• _EXERCISE MATERIALS_:
-*-

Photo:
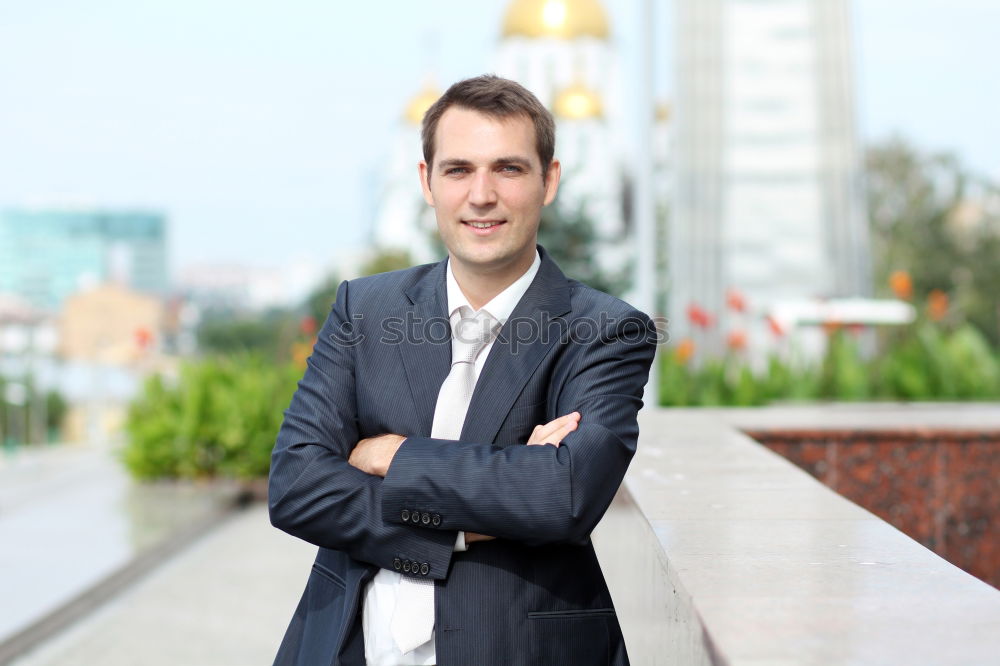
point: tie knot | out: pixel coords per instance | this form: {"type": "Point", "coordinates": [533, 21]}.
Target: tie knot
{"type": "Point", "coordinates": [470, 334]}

-*-

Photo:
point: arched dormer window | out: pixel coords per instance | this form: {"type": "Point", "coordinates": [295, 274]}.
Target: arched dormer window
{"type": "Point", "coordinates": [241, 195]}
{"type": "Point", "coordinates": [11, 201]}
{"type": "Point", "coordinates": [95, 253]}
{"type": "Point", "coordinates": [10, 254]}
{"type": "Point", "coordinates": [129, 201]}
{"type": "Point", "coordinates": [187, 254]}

-*-

• _DO THIS_: Pull out each line from the items above that contains the word "Target" and list those lines.

• _CORRECT ANSWER_:
Target: tie knot
Target: arched dormer window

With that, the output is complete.